(Dataset entries)

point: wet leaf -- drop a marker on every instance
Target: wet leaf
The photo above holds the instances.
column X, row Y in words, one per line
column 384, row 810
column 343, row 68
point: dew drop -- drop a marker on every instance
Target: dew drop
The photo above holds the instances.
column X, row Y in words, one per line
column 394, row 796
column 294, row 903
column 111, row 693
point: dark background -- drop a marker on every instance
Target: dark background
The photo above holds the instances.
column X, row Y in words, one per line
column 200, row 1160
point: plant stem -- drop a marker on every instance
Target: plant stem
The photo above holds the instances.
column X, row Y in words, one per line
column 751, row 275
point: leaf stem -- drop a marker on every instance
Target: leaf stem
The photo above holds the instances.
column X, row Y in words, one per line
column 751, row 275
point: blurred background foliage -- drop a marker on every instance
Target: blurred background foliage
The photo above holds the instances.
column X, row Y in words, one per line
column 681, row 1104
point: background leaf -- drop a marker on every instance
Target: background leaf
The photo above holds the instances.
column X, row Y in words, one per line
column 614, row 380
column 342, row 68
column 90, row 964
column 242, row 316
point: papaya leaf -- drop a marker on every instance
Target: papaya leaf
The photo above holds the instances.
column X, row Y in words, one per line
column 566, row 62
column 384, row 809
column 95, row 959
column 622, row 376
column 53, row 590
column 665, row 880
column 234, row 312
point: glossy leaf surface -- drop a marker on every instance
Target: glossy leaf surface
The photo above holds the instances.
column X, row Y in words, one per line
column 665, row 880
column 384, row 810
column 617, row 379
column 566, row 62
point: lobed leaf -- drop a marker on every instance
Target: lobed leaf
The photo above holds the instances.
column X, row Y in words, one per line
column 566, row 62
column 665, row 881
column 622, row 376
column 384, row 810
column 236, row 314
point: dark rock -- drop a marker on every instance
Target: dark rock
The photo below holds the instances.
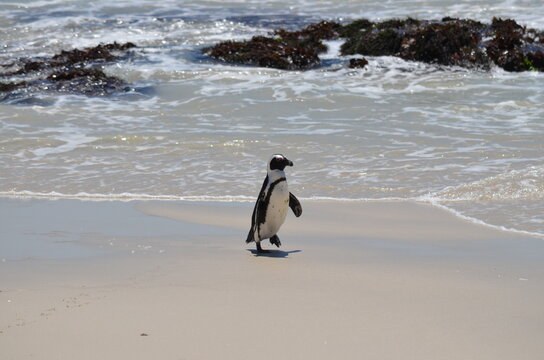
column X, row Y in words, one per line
column 505, row 49
column 358, row 63
column 6, row 87
column 452, row 43
column 71, row 71
column 287, row 50
column 266, row 52
column 373, row 43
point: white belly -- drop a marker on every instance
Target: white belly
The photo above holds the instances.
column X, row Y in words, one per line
column 276, row 211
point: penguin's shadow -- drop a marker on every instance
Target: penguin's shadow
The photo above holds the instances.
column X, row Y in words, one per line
column 273, row 253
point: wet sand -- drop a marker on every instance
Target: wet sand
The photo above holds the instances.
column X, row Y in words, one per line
column 175, row 280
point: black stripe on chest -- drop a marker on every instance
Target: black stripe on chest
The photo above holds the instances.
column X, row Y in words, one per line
column 261, row 217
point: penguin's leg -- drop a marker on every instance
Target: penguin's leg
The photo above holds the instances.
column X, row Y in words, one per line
column 259, row 248
column 275, row 240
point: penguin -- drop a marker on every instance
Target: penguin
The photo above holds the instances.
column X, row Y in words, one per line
column 272, row 204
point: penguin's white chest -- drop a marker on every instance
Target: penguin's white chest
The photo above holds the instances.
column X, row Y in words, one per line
column 276, row 211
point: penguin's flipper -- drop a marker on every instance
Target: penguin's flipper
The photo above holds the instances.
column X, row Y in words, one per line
column 294, row 204
column 250, row 237
column 256, row 211
column 275, row 240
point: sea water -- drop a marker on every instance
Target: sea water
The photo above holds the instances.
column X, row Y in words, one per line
column 195, row 129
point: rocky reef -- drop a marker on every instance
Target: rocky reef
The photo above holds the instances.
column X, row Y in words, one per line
column 286, row 50
column 449, row 41
column 76, row 71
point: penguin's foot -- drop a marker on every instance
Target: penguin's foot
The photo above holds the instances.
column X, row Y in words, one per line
column 275, row 240
column 260, row 249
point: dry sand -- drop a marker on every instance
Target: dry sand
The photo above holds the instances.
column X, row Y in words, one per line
column 174, row 280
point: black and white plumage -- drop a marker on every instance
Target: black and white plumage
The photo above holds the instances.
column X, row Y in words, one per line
column 272, row 204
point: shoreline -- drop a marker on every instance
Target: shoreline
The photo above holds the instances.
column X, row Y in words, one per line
column 175, row 280
column 132, row 197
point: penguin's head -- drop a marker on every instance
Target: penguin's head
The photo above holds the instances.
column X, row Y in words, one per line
column 279, row 162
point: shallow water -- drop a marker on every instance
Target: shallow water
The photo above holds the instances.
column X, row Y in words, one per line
column 197, row 129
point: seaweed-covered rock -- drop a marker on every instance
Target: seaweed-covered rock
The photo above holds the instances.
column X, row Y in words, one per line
column 449, row 41
column 6, row 87
column 454, row 42
column 506, row 47
column 287, row 50
column 358, row 63
column 71, row 71
column 87, row 81
column 266, row 52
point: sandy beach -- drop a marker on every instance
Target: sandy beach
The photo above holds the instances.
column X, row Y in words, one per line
column 174, row 280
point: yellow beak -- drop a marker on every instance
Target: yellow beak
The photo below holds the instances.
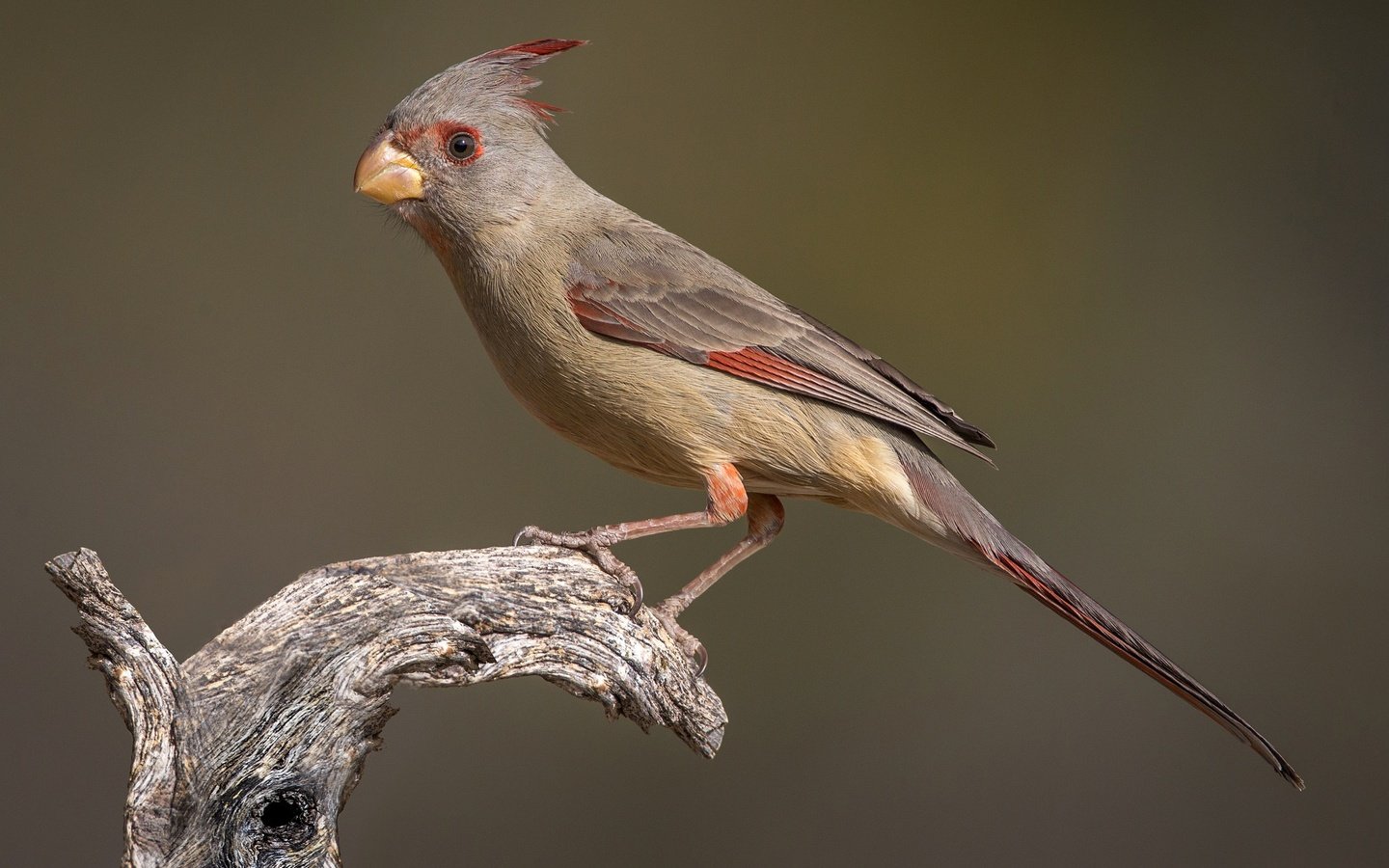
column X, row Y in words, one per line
column 388, row 174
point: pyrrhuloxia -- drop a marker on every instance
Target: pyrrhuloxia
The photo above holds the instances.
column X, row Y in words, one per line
column 667, row 363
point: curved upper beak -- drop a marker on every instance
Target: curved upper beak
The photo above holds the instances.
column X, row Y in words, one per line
column 388, row 174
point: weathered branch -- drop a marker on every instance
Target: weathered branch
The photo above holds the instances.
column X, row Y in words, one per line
column 246, row 753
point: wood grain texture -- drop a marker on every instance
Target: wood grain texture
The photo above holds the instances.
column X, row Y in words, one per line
column 246, row 751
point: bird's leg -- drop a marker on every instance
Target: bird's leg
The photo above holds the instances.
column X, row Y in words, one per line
column 726, row 501
column 764, row 521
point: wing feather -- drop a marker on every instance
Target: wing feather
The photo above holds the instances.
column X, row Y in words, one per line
column 660, row 292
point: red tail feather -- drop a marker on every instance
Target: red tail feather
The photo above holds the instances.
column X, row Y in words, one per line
column 1057, row 593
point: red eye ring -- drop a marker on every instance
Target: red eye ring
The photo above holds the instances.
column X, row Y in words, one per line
column 461, row 145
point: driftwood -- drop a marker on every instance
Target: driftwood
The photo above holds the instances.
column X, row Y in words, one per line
column 246, row 751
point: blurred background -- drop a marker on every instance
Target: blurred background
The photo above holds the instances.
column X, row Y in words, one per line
column 1143, row 248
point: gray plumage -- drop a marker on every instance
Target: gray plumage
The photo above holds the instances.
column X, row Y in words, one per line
column 667, row 363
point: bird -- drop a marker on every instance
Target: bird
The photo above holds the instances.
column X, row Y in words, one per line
column 662, row 360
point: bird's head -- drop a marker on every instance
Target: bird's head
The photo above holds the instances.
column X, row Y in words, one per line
column 467, row 149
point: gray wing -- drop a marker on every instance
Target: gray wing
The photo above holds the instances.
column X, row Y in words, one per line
column 653, row 289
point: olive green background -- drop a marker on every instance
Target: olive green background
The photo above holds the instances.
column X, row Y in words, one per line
column 1143, row 246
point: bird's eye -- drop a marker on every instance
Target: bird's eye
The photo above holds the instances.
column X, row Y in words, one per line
column 463, row 145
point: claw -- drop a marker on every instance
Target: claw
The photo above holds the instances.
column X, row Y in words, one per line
column 597, row 548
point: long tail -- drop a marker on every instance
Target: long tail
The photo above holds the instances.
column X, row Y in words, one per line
column 975, row 533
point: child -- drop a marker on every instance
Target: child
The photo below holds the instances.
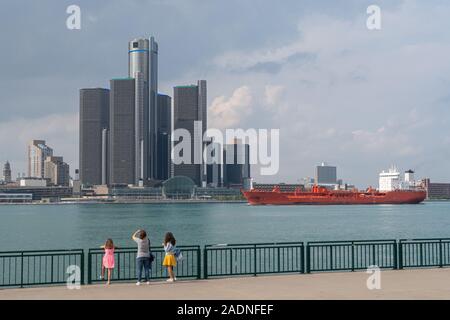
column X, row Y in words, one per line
column 143, row 255
column 108, row 259
column 170, row 260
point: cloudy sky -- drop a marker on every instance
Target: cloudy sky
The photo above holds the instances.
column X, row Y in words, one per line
column 338, row 92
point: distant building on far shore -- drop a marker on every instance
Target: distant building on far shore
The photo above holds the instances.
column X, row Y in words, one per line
column 38, row 151
column 56, row 171
column 326, row 175
column 94, row 126
column 436, row 190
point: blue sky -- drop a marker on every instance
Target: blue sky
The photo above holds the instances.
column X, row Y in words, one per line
column 339, row 93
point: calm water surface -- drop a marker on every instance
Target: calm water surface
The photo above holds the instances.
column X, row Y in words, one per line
column 29, row 227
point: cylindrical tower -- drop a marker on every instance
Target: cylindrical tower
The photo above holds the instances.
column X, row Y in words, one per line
column 138, row 58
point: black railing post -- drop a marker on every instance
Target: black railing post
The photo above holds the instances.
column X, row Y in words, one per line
column 82, row 266
column 205, row 263
column 21, row 269
column 199, row 262
column 353, row 256
column 394, row 250
column 400, row 255
column 89, row 267
column 254, row 257
column 307, row 258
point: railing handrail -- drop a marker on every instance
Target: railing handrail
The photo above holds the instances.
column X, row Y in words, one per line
column 134, row 249
column 52, row 251
column 349, row 242
column 252, row 245
column 423, row 240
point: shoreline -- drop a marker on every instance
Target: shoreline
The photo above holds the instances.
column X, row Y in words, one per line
column 158, row 201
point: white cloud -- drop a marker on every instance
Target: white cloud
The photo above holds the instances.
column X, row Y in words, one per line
column 228, row 112
column 273, row 94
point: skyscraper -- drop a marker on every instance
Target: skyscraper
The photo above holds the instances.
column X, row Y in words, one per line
column 94, row 123
column 143, row 66
column 122, row 152
column 57, row 171
column 236, row 164
column 138, row 69
column 153, row 105
column 190, row 106
column 164, row 125
column 7, row 172
column 38, row 151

• WHAT NEEDS TO BE DONE:
Print the lines again exactly, beginning with the line that contains "point: blue sky" and continuing through the line that contains "column 307, row 258", both included.

• RESPONSE TO THIS TASK:
point: blue sky -- drop a marker on every instance
Target: blue sky
The photo above holds the instances.
column X, row Y in words, one per line
column 339, row 93
point: calm water surface -- drop a marker on every instance
Target: calm water surface
The photo above holds the instances.
column X, row Y in words, one per line
column 29, row 227
point: cylindrical tower -- drop a marker on every instance
Target: cylindrical tower
The photo above holds the instances.
column X, row Y in words, one per line
column 138, row 58
point: black railing post -- drop a marker on every instance
Target: black railing post
The photo above holds the instances.
column X, row Y in words, one per line
column 82, row 266
column 205, row 263
column 21, row 269
column 199, row 262
column 353, row 256
column 394, row 250
column 400, row 255
column 89, row 267
column 254, row 257
column 307, row 258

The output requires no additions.